A complementary fault line requires no action. The divergence is intentional — a specialist agent is supposed to emphasize certain values more than generalist peers. Complementary fault lines often appear in coherence.specializations for the agent that uniquely declares the value. If a fault line is incorrectly classified as complementary when you believe it is a real gap, check whether the agent’s card accurately declares its specialization scope.

Structural fault lines

When multiple fault lines consistently isolate the same subset of agents, this is a structural fault line — more serious than any individual gap. The alignments array in the analysis result captures these patterns.
{
  "alignments": [
    {
      "id": "al-abc123",
      "fault_line_ids": ["fl-001", "fl-002", "fl-003"],
      "minority_agents": ["agent-c"],
      "majority_agents": ["agent-a", "agent-b"],
      "alignment_score": 0.87,
      "severity": "high",
      "description": "3 fault lines consistently isolate agent-c from the team"
    }
  ]
}
A structural fault line means the team has effectively split into subgroups. Agents in the minority subgroup operate under a systematically different value set, which will manifest as coordination failures on any task that touches those values. What to do:
  1. Review all fault lines in fault_line_ids together as a group, not individually.
  2. Determine whether the split is intentional (e.g., a distinct specialist role) or accidental (e.g., a card that was never properly updated).
  3. If accidental, resolve each constituent fault line in order of impact.
  4. If intentional, consider whether the minority agent should be operating in the same team, or whether the team architecture needs to be redesigned with explicit isolation.
Structural fault lines are grounded in Lau & Murnighan’s (1998) research on demographic faultlines in human teams. Teams with strong demographic faultlines — where multiple demographic attributes split along the same divide — are significantly more prone to subgroup conflict than teams with the same number of diverse attributes distributed across different members. The same dynamic applies to agent value alignment.

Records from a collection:
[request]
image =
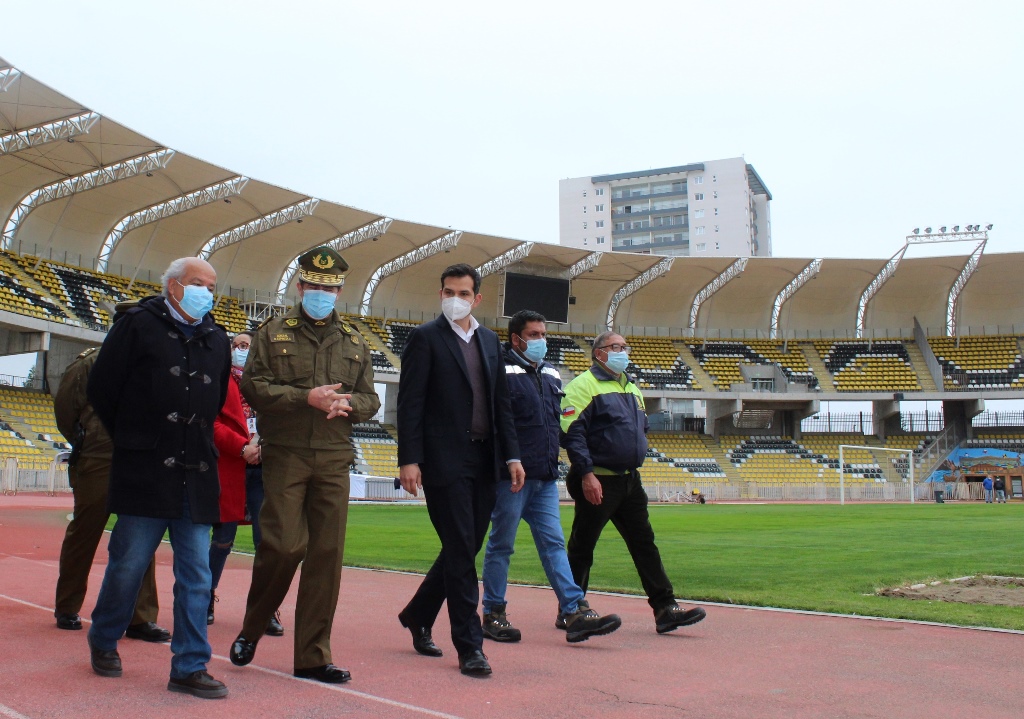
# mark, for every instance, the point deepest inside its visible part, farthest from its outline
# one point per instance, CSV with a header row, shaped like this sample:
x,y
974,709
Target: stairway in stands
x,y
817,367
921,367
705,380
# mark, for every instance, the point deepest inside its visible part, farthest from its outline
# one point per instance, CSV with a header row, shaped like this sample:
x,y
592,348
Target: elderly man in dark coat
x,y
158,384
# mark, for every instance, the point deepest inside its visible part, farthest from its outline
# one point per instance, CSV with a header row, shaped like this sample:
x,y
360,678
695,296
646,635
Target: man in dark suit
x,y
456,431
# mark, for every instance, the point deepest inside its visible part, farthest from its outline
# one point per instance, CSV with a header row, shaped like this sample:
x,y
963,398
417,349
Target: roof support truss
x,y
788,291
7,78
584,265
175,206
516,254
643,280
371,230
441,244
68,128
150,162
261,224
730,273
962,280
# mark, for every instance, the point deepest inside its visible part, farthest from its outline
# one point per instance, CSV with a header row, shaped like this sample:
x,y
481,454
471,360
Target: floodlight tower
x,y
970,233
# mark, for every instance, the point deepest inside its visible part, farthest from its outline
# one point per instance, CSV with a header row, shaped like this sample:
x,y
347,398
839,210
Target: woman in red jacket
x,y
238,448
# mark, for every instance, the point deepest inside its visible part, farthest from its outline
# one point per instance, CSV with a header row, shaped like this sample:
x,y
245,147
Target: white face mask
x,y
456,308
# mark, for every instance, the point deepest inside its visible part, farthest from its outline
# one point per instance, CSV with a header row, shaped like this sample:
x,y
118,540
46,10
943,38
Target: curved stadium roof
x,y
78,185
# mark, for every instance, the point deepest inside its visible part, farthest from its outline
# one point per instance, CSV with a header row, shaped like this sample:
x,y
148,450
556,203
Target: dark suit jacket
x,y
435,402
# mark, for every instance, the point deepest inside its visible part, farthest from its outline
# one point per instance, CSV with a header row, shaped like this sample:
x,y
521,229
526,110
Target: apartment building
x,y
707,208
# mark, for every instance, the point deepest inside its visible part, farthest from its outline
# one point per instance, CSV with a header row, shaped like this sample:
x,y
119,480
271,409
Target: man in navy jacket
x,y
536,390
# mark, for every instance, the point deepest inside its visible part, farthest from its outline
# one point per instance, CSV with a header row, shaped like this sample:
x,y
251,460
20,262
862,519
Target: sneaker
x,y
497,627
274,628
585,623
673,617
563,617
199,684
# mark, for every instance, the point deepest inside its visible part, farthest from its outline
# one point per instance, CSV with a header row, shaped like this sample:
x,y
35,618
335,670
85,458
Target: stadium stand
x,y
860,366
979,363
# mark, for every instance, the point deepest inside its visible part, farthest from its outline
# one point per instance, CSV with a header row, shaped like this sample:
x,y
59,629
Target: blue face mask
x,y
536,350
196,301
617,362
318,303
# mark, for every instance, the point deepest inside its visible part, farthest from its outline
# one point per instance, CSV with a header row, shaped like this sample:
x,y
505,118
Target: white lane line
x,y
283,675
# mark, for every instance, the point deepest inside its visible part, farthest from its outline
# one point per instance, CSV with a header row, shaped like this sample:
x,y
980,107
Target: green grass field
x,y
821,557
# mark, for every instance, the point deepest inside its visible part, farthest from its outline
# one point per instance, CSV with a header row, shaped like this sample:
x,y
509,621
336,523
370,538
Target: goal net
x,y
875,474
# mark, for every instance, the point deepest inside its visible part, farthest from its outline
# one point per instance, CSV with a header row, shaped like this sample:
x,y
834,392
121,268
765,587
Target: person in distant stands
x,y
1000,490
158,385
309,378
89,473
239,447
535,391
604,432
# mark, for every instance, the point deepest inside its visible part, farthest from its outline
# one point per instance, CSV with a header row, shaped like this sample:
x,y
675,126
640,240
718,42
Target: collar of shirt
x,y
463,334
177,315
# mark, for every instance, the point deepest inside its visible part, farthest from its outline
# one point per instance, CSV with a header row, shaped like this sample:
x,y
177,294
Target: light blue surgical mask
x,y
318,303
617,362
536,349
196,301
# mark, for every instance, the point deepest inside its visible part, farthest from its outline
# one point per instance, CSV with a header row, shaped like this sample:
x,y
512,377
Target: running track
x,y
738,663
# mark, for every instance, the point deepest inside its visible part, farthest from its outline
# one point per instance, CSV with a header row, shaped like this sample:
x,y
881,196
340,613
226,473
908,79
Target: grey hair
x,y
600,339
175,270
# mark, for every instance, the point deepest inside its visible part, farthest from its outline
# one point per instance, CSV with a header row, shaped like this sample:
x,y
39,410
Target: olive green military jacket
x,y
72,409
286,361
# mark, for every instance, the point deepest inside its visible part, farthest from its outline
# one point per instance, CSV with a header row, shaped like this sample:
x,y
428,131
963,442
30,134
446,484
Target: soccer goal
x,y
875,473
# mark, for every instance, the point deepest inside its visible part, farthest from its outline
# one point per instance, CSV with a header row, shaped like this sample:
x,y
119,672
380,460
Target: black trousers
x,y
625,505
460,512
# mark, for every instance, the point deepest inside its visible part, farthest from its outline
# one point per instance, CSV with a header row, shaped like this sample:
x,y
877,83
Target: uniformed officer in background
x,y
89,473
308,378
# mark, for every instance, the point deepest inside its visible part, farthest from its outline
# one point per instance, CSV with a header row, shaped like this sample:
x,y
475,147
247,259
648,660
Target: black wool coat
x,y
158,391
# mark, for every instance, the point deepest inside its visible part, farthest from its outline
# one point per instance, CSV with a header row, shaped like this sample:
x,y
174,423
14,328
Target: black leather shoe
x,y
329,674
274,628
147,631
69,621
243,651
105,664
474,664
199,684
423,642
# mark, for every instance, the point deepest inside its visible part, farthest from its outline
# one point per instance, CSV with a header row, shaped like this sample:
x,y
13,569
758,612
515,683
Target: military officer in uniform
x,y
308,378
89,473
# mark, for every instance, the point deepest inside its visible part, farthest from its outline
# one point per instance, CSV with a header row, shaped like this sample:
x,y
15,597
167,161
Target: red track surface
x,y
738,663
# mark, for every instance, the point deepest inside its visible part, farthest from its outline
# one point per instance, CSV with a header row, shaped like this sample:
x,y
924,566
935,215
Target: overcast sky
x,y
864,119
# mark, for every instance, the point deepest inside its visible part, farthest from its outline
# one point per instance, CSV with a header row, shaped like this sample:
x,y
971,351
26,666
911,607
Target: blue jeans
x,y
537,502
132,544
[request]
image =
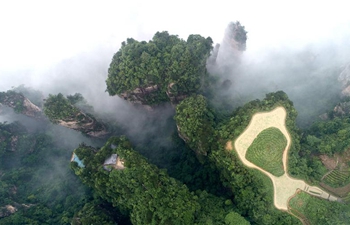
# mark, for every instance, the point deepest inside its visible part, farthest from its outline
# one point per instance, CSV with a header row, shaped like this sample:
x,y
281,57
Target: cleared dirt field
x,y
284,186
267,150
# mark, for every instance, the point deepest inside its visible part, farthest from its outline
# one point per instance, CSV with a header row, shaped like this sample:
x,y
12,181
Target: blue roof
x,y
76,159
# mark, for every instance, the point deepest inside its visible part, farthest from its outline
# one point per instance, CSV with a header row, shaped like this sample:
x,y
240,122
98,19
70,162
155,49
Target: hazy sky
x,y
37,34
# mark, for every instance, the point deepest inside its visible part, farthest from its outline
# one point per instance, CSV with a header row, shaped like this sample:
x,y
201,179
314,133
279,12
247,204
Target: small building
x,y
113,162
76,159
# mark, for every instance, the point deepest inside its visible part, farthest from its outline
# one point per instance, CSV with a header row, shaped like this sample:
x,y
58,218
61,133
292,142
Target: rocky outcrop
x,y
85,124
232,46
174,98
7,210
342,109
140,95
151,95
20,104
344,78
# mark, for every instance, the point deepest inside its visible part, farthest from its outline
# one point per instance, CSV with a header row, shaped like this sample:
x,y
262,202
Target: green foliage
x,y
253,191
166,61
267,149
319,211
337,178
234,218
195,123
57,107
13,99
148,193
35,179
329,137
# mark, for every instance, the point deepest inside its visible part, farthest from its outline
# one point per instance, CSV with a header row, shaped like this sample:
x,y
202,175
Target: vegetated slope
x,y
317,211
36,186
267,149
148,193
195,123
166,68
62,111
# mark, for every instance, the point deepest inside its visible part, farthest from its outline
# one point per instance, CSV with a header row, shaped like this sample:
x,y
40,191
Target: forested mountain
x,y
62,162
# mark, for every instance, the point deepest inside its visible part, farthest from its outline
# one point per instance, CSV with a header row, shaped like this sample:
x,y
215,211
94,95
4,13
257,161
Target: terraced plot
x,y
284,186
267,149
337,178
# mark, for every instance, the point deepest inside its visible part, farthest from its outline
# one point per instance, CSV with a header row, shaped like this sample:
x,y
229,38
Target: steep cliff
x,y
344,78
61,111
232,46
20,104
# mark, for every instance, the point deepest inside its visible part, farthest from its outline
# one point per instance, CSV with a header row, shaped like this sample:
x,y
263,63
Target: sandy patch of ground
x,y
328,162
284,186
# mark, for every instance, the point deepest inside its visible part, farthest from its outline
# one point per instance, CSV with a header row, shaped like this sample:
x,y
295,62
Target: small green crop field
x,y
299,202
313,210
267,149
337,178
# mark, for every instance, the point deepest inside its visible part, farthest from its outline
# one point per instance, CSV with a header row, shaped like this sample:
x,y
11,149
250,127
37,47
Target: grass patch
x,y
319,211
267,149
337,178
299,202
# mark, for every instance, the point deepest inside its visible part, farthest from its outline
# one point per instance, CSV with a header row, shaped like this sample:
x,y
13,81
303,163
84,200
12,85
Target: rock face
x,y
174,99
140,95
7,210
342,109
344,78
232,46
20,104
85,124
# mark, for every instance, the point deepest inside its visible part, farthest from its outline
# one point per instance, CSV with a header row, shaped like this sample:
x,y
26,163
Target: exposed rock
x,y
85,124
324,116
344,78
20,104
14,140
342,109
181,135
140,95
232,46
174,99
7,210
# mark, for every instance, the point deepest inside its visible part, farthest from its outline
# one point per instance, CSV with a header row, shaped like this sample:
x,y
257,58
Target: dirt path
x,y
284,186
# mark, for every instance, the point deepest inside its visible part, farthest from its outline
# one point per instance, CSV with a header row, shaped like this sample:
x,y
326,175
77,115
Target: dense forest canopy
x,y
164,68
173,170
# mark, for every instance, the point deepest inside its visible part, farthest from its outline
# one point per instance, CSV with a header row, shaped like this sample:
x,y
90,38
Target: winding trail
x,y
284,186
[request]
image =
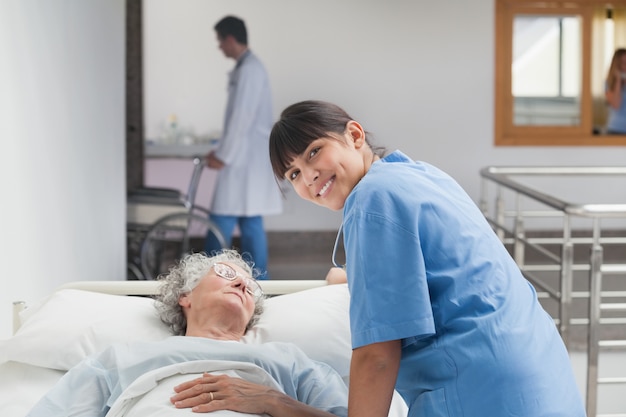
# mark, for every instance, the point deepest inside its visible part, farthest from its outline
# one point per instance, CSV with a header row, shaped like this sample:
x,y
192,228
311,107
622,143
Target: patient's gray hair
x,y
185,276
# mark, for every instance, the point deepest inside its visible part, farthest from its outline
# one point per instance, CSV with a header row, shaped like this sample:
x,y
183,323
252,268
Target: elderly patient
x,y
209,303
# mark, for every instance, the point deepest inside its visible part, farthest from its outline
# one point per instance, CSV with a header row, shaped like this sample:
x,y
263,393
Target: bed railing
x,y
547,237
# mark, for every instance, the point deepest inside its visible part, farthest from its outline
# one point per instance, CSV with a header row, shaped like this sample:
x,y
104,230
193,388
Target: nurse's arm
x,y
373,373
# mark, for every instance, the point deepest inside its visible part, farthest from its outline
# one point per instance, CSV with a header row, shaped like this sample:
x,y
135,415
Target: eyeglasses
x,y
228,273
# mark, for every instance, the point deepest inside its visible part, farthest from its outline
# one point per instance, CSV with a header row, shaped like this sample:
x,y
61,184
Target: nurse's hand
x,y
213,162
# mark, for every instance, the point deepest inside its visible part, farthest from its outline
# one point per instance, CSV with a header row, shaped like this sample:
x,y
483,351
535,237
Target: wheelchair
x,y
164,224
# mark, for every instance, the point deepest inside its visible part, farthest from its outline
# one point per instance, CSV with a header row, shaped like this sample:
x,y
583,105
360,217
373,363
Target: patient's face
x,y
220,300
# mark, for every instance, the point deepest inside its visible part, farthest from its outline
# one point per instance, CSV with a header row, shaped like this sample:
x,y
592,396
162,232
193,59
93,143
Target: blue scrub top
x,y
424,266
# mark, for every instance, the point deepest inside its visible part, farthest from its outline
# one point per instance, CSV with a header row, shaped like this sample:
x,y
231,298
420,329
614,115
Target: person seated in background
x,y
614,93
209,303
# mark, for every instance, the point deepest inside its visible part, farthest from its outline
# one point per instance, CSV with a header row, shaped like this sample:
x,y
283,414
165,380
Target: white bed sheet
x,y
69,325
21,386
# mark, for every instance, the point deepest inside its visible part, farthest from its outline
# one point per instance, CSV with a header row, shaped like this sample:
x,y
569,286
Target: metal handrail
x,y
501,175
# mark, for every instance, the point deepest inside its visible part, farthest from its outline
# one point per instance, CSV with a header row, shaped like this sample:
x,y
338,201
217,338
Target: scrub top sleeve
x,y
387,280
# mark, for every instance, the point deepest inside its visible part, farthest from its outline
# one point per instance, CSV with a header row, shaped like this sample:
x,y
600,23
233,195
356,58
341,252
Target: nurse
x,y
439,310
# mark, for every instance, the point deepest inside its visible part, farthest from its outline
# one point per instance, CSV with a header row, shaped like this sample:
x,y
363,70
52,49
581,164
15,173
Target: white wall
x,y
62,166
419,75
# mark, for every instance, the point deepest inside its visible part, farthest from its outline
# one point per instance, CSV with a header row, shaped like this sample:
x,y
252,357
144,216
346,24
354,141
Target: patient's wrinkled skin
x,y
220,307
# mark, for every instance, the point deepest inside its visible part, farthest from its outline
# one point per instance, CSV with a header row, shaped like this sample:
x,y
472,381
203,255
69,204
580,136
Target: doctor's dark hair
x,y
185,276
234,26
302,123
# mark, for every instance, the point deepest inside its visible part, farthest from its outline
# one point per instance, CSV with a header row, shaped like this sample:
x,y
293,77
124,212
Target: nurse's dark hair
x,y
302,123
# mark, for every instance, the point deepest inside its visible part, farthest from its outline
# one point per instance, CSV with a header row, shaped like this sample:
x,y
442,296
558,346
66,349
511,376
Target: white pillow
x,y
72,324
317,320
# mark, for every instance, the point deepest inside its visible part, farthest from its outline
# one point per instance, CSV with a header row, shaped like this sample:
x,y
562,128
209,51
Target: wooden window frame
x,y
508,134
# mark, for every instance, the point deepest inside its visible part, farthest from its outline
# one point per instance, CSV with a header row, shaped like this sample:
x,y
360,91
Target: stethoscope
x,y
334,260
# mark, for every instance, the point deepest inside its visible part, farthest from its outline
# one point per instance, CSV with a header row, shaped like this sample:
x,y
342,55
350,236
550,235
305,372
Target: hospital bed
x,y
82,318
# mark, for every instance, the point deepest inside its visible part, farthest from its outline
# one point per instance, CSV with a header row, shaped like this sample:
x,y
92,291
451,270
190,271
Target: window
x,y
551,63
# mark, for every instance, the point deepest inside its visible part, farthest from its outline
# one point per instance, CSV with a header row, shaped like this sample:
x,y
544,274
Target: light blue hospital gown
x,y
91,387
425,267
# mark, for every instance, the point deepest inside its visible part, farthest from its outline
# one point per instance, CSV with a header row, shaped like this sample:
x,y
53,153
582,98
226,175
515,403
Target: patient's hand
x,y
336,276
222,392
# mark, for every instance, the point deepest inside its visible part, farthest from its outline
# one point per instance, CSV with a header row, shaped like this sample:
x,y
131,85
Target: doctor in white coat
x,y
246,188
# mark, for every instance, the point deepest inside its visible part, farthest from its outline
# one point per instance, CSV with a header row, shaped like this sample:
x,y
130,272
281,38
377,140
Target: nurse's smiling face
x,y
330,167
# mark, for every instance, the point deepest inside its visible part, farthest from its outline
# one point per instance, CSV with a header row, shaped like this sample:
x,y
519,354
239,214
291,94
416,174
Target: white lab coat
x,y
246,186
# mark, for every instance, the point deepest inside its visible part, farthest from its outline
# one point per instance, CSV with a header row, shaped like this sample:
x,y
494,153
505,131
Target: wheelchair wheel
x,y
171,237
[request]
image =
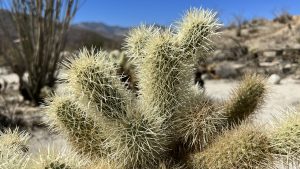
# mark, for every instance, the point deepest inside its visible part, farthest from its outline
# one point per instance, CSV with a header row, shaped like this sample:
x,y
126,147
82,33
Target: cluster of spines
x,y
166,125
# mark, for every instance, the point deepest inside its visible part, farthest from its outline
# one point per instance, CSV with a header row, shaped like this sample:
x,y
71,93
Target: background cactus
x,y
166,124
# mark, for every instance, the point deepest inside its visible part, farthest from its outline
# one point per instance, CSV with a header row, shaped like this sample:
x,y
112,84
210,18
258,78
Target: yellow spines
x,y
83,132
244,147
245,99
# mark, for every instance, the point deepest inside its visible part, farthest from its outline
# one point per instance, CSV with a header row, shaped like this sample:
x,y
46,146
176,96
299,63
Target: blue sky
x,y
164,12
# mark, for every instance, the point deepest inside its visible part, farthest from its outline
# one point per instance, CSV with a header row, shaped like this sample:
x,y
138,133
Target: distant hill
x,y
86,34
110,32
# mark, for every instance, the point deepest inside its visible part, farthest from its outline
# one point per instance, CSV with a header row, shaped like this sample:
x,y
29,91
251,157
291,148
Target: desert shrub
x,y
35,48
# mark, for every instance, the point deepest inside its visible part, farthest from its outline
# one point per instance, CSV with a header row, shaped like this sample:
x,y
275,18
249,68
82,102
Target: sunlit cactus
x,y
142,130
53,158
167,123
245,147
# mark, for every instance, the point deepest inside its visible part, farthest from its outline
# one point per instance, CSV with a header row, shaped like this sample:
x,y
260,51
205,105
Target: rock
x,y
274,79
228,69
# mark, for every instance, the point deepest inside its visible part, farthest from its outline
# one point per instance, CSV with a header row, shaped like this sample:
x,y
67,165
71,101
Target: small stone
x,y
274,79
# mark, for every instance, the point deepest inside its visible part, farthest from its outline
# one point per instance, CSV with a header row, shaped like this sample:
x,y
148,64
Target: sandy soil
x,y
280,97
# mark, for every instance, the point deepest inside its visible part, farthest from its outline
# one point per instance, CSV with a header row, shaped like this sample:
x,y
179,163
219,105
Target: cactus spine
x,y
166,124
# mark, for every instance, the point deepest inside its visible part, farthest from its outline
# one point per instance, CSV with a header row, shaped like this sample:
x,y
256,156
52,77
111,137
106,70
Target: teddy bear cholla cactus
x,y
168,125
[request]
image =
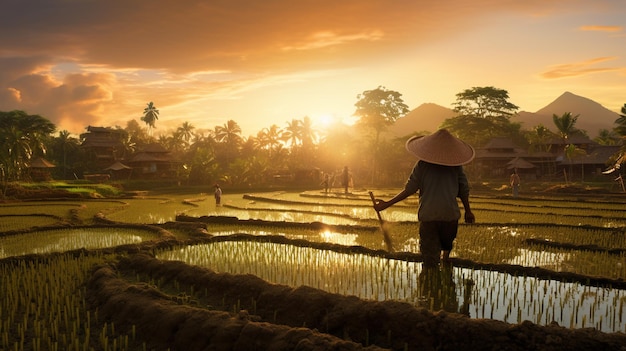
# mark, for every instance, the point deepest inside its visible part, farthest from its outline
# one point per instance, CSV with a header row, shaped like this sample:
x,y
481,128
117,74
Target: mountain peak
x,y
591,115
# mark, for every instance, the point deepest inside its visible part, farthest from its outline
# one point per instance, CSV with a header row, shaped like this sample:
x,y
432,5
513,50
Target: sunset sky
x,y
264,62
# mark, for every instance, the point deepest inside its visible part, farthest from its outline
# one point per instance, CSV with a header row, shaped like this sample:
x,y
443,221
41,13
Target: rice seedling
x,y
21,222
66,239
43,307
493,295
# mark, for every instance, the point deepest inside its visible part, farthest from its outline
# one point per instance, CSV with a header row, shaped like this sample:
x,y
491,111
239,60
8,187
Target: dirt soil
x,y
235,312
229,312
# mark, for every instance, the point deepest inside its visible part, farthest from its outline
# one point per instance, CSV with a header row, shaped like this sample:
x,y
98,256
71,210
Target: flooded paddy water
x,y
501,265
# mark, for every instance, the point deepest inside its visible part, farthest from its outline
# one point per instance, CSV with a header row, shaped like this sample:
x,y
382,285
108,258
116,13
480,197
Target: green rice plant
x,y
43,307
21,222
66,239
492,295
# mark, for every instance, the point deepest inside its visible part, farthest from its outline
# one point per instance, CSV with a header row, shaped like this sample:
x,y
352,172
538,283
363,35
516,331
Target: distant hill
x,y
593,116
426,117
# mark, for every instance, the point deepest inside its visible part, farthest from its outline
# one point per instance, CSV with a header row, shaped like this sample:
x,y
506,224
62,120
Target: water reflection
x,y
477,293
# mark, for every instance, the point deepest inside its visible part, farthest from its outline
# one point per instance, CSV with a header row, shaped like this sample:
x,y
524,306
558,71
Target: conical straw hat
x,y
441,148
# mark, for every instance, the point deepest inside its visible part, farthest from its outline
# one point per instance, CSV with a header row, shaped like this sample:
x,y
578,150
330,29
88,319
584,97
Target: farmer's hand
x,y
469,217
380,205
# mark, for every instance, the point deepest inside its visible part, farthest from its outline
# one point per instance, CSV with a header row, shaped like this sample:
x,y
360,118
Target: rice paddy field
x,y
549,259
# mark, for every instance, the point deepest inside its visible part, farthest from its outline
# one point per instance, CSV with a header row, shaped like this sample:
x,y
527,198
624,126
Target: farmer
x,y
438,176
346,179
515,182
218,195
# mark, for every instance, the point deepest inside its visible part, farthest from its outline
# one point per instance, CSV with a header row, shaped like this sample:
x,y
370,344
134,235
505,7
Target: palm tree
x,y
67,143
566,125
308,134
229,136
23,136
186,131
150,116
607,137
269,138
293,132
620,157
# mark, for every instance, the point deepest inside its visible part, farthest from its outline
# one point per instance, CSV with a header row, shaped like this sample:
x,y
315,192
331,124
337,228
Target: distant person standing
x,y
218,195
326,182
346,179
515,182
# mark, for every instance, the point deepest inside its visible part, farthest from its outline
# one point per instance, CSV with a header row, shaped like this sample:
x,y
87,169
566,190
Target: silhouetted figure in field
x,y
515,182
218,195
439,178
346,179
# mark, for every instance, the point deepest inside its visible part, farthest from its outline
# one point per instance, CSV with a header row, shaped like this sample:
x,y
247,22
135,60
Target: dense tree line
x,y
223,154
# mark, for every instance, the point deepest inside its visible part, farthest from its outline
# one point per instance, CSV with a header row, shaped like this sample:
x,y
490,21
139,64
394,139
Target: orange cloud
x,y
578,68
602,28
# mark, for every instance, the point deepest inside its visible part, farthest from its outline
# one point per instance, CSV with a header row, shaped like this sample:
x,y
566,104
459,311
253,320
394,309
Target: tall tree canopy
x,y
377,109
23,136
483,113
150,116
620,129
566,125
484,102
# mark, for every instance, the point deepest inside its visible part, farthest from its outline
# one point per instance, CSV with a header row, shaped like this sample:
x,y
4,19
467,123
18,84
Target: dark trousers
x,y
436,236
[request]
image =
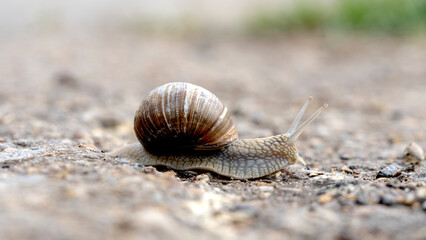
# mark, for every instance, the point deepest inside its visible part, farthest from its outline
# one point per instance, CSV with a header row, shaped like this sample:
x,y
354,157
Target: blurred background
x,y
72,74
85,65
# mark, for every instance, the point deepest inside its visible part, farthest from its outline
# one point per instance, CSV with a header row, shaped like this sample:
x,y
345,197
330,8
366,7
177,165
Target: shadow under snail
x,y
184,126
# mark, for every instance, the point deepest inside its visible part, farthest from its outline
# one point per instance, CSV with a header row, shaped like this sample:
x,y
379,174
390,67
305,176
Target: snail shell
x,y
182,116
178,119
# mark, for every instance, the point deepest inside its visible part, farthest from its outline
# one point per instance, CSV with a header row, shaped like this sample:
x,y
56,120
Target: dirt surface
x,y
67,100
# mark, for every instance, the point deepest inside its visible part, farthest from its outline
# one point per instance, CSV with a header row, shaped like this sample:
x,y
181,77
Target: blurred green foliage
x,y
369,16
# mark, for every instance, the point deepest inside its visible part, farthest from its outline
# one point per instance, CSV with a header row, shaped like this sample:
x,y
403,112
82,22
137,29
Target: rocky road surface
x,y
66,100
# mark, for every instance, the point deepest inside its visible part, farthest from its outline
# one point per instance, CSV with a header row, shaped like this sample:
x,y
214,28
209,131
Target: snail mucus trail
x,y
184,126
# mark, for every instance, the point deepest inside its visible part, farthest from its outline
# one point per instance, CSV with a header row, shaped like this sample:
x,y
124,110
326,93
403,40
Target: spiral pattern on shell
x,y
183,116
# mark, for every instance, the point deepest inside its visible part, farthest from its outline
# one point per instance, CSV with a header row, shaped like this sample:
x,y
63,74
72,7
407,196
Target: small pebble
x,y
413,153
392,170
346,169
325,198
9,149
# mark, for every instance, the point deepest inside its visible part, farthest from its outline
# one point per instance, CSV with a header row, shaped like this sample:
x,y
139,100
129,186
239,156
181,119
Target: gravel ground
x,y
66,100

Problems to solve
(1) According to the passage on fault lines, what research are structural fault lines grounded in?
(2) Collect each line of the listing that includes the word "blurred". Case matters.

Task-by-task results
(1) Lau & Murnighan's (1998) research on demographic faultlines in human teams.

(2)
Target: blurred background
Target: blurred green foliage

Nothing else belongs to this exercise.